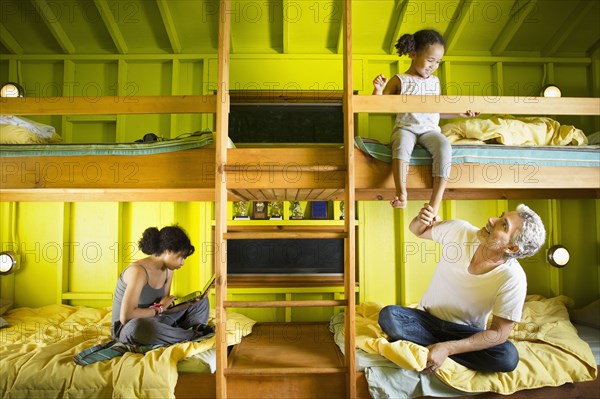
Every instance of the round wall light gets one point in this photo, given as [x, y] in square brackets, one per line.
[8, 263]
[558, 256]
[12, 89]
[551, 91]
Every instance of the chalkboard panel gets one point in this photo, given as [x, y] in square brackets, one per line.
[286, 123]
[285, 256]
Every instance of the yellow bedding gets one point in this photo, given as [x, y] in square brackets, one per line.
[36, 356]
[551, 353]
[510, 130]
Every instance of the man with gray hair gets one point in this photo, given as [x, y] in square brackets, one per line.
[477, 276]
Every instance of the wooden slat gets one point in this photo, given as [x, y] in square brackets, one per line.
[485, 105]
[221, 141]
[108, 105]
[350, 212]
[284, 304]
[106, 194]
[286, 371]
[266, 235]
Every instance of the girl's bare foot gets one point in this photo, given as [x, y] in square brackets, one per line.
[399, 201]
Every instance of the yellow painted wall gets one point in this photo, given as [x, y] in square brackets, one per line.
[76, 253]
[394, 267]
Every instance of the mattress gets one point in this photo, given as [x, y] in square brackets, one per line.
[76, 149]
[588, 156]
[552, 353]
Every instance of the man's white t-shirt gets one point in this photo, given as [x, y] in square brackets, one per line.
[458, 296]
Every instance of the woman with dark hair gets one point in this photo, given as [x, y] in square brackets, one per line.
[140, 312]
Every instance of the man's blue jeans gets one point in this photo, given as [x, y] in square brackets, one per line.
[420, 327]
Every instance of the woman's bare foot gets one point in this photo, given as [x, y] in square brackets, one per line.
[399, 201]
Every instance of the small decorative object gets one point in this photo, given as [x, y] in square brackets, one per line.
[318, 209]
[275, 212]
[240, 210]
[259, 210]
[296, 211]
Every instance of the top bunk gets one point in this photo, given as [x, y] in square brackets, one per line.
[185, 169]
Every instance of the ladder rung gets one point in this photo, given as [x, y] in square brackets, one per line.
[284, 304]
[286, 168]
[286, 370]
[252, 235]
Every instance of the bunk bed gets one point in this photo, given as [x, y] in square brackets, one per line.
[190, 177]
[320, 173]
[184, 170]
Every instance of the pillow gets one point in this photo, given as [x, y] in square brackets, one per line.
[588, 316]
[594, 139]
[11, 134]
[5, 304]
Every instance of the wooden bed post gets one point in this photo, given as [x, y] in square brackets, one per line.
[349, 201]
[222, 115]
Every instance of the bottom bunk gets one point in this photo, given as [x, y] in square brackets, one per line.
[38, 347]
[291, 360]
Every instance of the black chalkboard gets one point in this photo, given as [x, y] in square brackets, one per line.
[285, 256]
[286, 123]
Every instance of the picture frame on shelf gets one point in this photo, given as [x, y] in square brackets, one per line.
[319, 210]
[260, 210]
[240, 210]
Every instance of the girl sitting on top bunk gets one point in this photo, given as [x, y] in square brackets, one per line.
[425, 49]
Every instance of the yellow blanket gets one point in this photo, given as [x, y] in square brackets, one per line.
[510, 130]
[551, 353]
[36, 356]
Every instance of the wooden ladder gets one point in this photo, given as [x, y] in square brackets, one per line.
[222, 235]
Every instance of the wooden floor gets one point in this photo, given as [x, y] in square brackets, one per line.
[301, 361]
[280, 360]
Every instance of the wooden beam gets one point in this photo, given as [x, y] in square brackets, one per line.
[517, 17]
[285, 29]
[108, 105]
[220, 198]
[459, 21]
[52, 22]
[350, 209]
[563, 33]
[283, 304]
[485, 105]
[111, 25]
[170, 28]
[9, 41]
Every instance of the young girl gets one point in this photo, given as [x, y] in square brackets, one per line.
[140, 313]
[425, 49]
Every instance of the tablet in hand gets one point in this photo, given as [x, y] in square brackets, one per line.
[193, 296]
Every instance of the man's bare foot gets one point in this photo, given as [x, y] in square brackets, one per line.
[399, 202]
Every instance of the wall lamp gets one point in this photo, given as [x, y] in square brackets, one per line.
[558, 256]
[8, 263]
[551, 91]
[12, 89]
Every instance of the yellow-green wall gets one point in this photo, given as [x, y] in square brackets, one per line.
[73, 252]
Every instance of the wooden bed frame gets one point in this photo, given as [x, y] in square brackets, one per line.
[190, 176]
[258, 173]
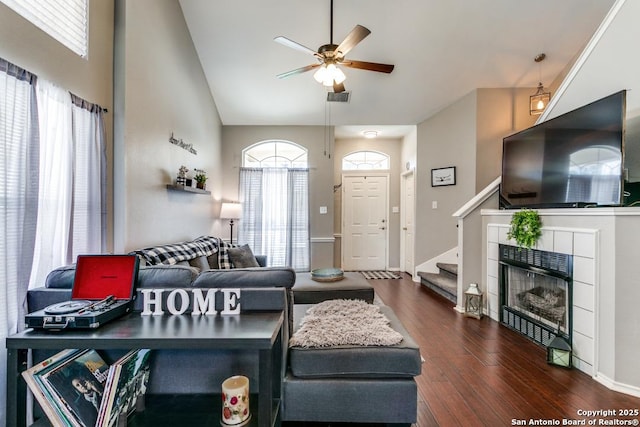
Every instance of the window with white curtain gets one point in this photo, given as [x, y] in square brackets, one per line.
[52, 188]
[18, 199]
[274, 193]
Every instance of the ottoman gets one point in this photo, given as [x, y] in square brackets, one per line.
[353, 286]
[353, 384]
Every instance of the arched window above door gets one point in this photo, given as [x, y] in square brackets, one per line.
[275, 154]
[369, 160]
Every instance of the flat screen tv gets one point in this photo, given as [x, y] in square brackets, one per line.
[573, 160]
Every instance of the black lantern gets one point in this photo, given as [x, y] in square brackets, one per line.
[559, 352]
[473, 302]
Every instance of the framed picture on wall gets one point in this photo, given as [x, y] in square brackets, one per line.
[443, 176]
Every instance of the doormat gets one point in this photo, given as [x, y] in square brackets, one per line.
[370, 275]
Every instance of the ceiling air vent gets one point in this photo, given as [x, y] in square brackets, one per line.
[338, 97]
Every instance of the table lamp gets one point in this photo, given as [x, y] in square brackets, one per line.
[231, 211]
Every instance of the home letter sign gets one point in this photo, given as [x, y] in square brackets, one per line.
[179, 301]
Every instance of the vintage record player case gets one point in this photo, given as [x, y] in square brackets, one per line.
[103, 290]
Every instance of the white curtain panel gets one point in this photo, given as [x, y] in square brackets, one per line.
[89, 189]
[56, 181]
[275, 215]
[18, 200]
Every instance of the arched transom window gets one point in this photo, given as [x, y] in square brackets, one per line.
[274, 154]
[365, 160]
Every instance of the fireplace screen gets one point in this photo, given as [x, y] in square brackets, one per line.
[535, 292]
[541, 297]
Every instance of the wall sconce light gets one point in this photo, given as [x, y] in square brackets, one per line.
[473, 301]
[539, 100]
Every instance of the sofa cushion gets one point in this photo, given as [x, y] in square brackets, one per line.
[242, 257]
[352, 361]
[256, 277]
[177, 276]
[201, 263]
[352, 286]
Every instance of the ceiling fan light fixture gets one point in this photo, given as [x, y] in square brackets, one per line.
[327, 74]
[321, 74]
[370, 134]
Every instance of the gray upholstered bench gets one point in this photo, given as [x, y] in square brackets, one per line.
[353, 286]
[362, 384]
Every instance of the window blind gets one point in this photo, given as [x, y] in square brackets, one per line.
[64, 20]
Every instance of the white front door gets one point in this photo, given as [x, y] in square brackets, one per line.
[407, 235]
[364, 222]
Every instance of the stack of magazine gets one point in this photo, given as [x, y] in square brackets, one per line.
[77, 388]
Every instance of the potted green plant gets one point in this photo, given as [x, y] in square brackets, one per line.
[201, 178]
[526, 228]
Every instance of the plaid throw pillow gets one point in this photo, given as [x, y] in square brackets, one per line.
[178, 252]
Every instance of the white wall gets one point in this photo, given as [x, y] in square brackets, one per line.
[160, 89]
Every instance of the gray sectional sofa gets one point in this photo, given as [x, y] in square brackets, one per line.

──────

= Exercise aim =
Pictures are excluded; copy all other data exactly as shown.

= Task response =
Every instance of the round wall light gets one point in this photo, given as [x, y] in square brackets, one per line.
[8, 263]
[558, 256]
[12, 89]
[551, 91]
Every instance of the chalkboard panel gets one point in this photo, given as [x, y] in square brackets, one per line.
[286, 123]
[285, 256]
Every instance of the yellow bedding gets one point in this photo, given as [x, y] in square brackets, one per line.
[36, 356]
[551, 353]
[510, 130]
Every instance of the man with gray hair gets one point in this photo, given as [x, y] in square brackets, one per line.
[477, 276]
Every instance of the wooden slat gets one point in this photo, given as [x, y] in square brackets, one per line.
[485, 105]
[221, 141]
[108, 105]
[350, 212]
[284, 304]
[106, 194]
[286, 371]
[266, 235]
Every instance of the girl's bare foot gets one point in this photo, given as [x, y] in square brackets, one per line.
[399, 201]
Every instance of the yellow painted wall gets one point in this photo, given as [x, y] in square brackets, one per line.
[76, 253]
[394, 267]
Every instance of the mattress gets one point in this photo, given as [x, y] in square brackets, one per line.
[76, 149]
[588, 156]
[552, 353]
Every instance of the man's white t-shirt gets one point in this photo, given as [x, y] in square brackets, one per line.
[458, 296]
Every instance of the woman with dark hair gets one point in this photo, given as [x, y] in square brackets, one per line.
[140, 312]
Every instance of the man's blue jeans gets one point in this photo, given as [x, y] in square brackets, one per line.
[420, 327]
Every instance of the woman's bare foot gets one point in this photo, given as [x, y] in square brackets, one per line.
[399, 201]
Every instance of the small decorative object gets one point in this photo, given as [x, y] in square brackets, one per line.
[318, 209]
[275, 212]
[240, 210]
[259, 210]
[296, 211]
Every instance of the top bunk gets one point in this photo, given as [x, y] in square brackets, one per line.
[185, 169]
Every instance of the ladder rung gets one point in this photo, given as [x, y] in square brackets, one per line.
[284, 304]
[286, 168]
[286, 370]
[252, 235]
Every instance of the bunk bed gets one point in this photo, given as [x, y] in square brackets, one per line.
[190, 177]
[320, 173]
[184, 170]
Every instance of the pillow gets one point in this photo, given as [x, y] in square brackets, one per line.
[588, 316]
[594, 139]
[11, 134]
[5, 304]
Every instance of the wooden bed post gets one point in this photo, given as [x, y] in square brackets, one per line.
[349, 201]
[222, 115]
Every instance of the bottom bunk gets one point in this photo, given as [x, y] in square brackets, one per line.
[38, 347]
[291, 360]
Every instance of the black chalkboard gets one point in this photo, given as [x, y] in square brackets, one per line.
[285, 256]
[286, 123]
Every instance of the picture frame on shelf gets one point in this photo, given as [x, y] in square brackets, one per line.
[319, 210]
[260, 210]
[240, 210]
Every instance of the girl sitting on top bunk gets one point in this photo, given as [x, y] in square brackets, one per line.
[425, 49]
Every instance of the yellow blanket gets one point in this photo, given as [x, y] in square brackets, one per line.
[510, 130]
[551, 353]
[36, 356]
Every instance of the wooden ladder gets one point in this photo, given as [x, y] in square brackets, one per line.
[222, 235]
Every instance of the wooden floor gets one point in this photo, given as [x, y] in square brackets, one per line.
[301, 361]
[280, 360]
Every instance of the wooden beam gets one point in this photo, given as [x, y] in square brackets, one per line.
[517, 17]
[285, 29]
[108, 105]
[220, 198]
[459, 21]
[52, 22]
[350, 209]
[563, 33]
[283, 304]
[485, 105]
[111, 25]
[170, 28]
[9, 41]
Every instance of the young girl gets one point in this photo, given as [x, y] in square brackets, one per line.
[140, 313]
[425, 49]
Every instance of the tablet in hand gets one point in this photo, given as [x, y] in square brackets, one per line.
[193, 296]
Every instance of the man's bare foot gets one point in this photo, given as [x, y] in square brackets, one per line.
[399, 202]
Every instance of the wall lamp gets one point in this photo, given as [x, y] in square brackets, one per line.
[558, 256]
[8, 263]
[551, 91]
[12, 89]
Every instance of the yellow-green wall gets one point in this photo, given as [x, y] in square brackets, one per line.
[73, 252]
Every instance of the wooden bed frame gets one point in this photo, given as [x, y] in square brackets, one per line.
[190, 176]
[258, 173]
Every instance of the window with white curtain gets one point in this photo, given as [x, y] in square brackets, one per line.
[52, 188]
[18, 199]
[274, 193]
Every instance of the ottoman gets one point in this photo, given as [x, y] in square brackets, one per line.
[353, 286]
[353, 384]
Every instance of the arched window above door gets one point in this photo, given as [x, y] in square brackets, one per line.
[275, 154]
[369, 160]
Every instance of the flat screen tv gets one point in this photo, given as [x, y] in square brackets, one per line.
[573, 160]
Every instance of the black lantern gets one point in this photo, given as [x, y] in square brackets, one per line.
[559, 352]
[473, 302]
Every instance of the framed picture on wall gets one point in this photo, given as [x, y] in square brackets, one per line.
[443, 176]
Every instance of the doormat gets one point in this photo, given as [x, y] in square brackets, one per line.
[370, 275]
Every instance of the ceiling air vent gets one point in this photo, given as [x, y] in square brackets, one per line.
[338, 97]
Every instance of the table lamp gets one point in this photo, given as [x, y] in square brackets, one per line.
[231, 211]
Every instance of the home letter sign gets one point in this photo, given as [x, y] in square brackets, one per line.
[179, 301]
Every instance of the vintage record player case gets one point in this photo, given as [x, y] in square brackets, one per line.
[103, 290]
Every instance of the white curtain panel gets one point in this photo, given as [x, y] in square brackets, one per line.
[89, 189]
[56, 181]
[275, 215]
[18, 200]
Every instance of the arched transom window gets one point in this photo, given as [x, y] in square brackets, one per line.
[274, 154]
[365, 160]
Every instance of the fireplace screen gets one point in this photo, given as [x, y] in square brackets, one per line.
[535, 292]
[541, 297]
Every instance of the wall sconce light gets one point in this photo, given as [x, y] in square brackets, one per line.
[473, 301]
[539, 100]
Every instance of the sofa cushion gets one point in this photo, given as [x, y] in square brackets, one per line.
[242, 257]
[352, 361]
[256, 277]
[177, 276]
[201, 263]
[352, 286]
Every instance of the ceiling fan light fixture gets one point in this photo, given as [x, y] in square brackets, one per line.
[327, 74]
[321, 74]
[370, 134]
Every instance of the gray upholstered bench gets one point in this photo, given as [x, y] in square brackets, one per line.
[353, 286]
[362, 384]
Every instance of the window blind gets one point in this photo, given as [x, y] in square brackets, one per line.
[64, 20]
Every instance of the white front door gets one point in this photo, given as [x, y] in square brackets, one per line.
[407, 235]
[364, 222]
Every instance of the stack of magazine gets one point in this photo, given as [x, y] in square brackets, one per line.
[77, 388]
Every instance of the potted green plant gets one point in this photo, given as [x, y] in square brackets, one per line.
[201, 178]
[526, 228]
Every instance of the plaid throw pillow gets one point in this photo, given as [x, y] in square brackets, one per line.
[178, 252]
Every instance of the white wall gets one point in this photo, given as [x, y] in square brackets, one per line.
[160, 89]
Every instance of the gray sectional sofa gets one point in this photo, given as [x, y] in square brackets, one per line.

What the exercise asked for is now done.